• Exercise aim:
Pull out every line of each item that follows and reproduce it character for character, with no changes.

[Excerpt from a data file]
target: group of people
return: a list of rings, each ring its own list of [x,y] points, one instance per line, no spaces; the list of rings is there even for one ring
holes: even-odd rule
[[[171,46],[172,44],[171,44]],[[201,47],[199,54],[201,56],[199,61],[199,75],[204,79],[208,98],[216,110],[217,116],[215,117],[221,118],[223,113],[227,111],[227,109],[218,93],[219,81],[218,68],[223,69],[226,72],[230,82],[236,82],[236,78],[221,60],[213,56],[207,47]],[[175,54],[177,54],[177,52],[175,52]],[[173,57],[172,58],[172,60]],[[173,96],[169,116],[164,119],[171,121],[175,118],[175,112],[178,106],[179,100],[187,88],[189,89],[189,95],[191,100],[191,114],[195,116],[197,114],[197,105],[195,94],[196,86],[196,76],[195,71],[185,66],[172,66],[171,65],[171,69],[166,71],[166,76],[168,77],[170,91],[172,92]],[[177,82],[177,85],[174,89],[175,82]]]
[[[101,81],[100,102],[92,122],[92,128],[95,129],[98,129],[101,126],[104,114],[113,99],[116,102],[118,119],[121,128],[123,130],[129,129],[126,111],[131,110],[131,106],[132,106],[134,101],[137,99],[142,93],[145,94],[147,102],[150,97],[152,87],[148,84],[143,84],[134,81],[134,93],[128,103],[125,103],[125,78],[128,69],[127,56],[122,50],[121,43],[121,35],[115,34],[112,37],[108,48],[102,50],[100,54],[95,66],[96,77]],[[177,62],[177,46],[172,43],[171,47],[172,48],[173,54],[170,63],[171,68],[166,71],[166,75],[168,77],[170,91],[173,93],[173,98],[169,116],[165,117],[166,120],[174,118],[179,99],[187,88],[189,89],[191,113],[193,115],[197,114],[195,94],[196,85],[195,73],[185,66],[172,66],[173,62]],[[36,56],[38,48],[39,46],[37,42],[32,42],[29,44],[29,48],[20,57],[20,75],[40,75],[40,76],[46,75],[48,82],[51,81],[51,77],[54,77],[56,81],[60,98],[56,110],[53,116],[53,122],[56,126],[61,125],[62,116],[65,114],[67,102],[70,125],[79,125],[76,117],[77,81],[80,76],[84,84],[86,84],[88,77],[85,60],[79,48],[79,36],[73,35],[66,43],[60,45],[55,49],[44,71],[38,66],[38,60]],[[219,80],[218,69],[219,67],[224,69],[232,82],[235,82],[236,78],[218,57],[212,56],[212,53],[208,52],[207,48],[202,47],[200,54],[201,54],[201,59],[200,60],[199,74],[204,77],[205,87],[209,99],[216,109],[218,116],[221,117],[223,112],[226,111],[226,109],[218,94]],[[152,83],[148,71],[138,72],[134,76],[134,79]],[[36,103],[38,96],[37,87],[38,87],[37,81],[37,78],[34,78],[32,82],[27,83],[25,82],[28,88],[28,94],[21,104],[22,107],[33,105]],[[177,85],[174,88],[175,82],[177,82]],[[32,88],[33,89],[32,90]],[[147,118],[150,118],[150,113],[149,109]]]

• Exercise response:
target: group of people
return: a list of rings, each ring its own list of [x,y] points, one instance per line, no spaces; the list of rings is there even for one ring
holes: even-odd rule
[[[171,46],[172,44],[171,44]],[[201,47],[199,54],[201,56],[199,61],[199,75],[204,79],[208,98],[216,110],[217,116],[215,117],[221,118],[223,113],[227,111],[227,109],[218,93],[219,81],[218,68],[223,69],[226,72],[230,82],[236,82],[236,78],[221,60],[213,56],[207,47]],[[175,54],[177,54],[177,52],[175,52]],[[173,57],[172,58],[172,60]],[[173,96],[169,116],[164,119],[171,121],[175,118],[175,112],[178,106],[179,100],[187,88],[189,89],[189,95],[191,100],[191,114],[195,116],[197,114],[197,105],[195,94],[196,86],[196,76],[195,71],[185,66],[172,66],[171,65],[171,69],[166,71],[166,76],[168,77],[170,91],[172,92]],[[177,82],[177,85],[174,89],[175,82]]]
[[[101,81],[100,102],[92,122],[92,128],[95,129],[98,129],[101,126],[104,114],[113,99],[116,102],[118,119],[121,128],[123,130],[129,129],[126,111],[131,110],[131,106],[132,106],[134,101],[137,99],[142,93],[145,94],[147,102],[150,97],[152,87],[148,84],[143,84],[134,81],[134,93],[128,103],[125,103],[125,78],[128,69],[127,56],[122,50],[121,43],[121,35],[115,34],[112,37],[108,48],[102,50],[100,54],[95,66],[96,77]],[[177,62],[177,46],[172,43],[171,47],[172,48],[173,54],[170,63],[171,68],[166,71],[166,75],[168,77],[170,91],[173,93],[173,98],[169,116],[165,117],[166,120],[174,118],[179,99],[187,88],[189,89],[191,113],[193,115],[197,114],[195,94],[196,85],[195,73],[185,66],[172,66],[173,62]],[[36,56],[38,48],[39,46],[37,42],[32,42],[29,44],[29,48],[20,57],[20,75],[40,75],[40,76],[46,75],[48,82],[51,81],[51,77],[54,77],[56,81],[60,98],[56,110],[53,116],[53,122],[56,126],[61,125],[62,116],[65,114],[67,102],[70,125],[79,125],[76,117],[77,81],[80,76],[84,84],[86,84],[88,77],[85,60],[79,48],[79,36],[73,35],[66,43],[60,45],[55,49],[44,71],[38,66],[38,60]],[[219,80],[218,69],[219,67],[224,69],[232,82],[235,82],[236,78],[218,57],[212,56],[212,53],[208,52],[207,48],[202,47],[200,54],[201,54],[201,59],[200,60],[199,74],[204,77],[205,87],[209,99],[216,109],[218,116],[221,117],[223,112],[226,111],[226,109],[218,94]],[[152,83],[148,71],[138,72],[134,76],[134,79]],[[36,103],[38,96],[37,87],[38,87],[37,81],[37,78],[34,78],[32,82],[27,83],[25,82],[28,88],[28,94],[21,104],[22,107],[33,105]],[[177,85],[174,88],[175,82],[177,82]],[[32,88],[33,89],[32,90]],[[147,118],[150,118],[150,113],[149,109]]]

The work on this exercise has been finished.